Transcribe exactly the span of lines that begins the records and ends with the line holding "k so here goes", both boundary lines included.

(Dataset entries)
----------

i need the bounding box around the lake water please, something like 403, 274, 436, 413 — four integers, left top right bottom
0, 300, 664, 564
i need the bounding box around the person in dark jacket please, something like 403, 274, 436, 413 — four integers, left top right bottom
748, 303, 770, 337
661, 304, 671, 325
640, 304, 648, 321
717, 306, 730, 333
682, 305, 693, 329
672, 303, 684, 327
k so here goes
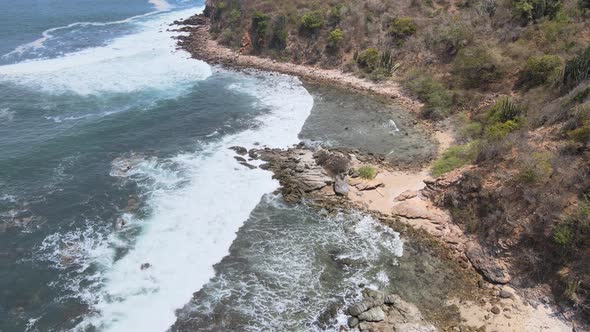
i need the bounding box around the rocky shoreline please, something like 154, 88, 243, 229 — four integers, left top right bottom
173, 13, 573, 332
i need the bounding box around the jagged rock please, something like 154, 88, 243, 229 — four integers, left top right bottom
347, 299, 383, 316
248, 149, 259, 160
384, 294, 401, 305
363, 289, 385, 304
358, 307, 385, 322
229, 146, 247, 155
140, 263, 151, 270
466, 243, 511, 284
334, 174, 349, 196
234, 156, 246, 162
299, 170, 333, 192
259, 163, 271, 170
239, 162, 257, 169
348, 317, 359, 328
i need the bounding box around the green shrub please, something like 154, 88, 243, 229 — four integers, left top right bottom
563, 45, 590, 92
513, 0, 562, 22
554, 221, 575, 246
404, 70, 453, 119
269, 16, 288, 50
431, 22, 474, 61
389, 17, 417, 40
518, 55, 561, 89
461, 121, 483, 139
355, 47, 380, 71
327, 5, 343, 26
453, 46, 502, 88
327, 29, 343, 46
571, 85, 590, 104
251, 12, 270, 50
485, 97, 523, 124
568, 125, 590, 144
358, 166, 377, 180
432, 142, 479, 177
300, 11, 324, 32
485, 119, 520, 140
516, 152, 552, 184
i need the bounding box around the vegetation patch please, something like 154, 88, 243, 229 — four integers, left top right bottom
431, 142, 479, 177
404, 70, 453, 119
517, 55, 561, 89
357, 166, 378, 180
453, 46, 503, 88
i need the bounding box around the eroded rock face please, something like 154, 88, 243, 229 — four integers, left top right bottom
466, 243, 511, 284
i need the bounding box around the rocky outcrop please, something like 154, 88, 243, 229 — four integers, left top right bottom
466, 243, 512, 284
334, 174, 349, 196
346, 290, 435, 331
229, 146, 248, 156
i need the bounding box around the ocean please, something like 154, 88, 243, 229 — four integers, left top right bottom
0, 1, 439, 331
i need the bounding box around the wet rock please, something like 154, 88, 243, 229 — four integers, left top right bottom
234, 156, 246, 163
229, 146, 247, 155
259, 163, 271, 170
239, 162, 257, 170
334, 174, 349, 196
248, 149, 259, 160
358, 307, 385, 322
347, 298, 383, 316
140, 263, 151, 270
466, 243, 511, 284
347, 317, 359, 328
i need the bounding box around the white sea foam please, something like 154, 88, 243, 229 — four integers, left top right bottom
0, 107, 15, 122
0, 8, 211, 96
70, 69, 313, 331
149, 0, 172, 11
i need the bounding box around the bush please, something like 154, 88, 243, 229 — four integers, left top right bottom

----------

- _Result of this task_:
i need the bounding box around the lake water please, something like 403, 274, 436, 413 — four integers, left top right bottom
0, 300, 664, 564
i need the bounding box around the person in dark jacket please, something like 403, 274, 436, 413 — four integers, left top right bottom
748, 303, 770, 337
661, 304, 671, 325
640, 304, 648, 321
717, 306, 730, 333
682, 305, 693, 329
672, 303, 684, 327
k so here goes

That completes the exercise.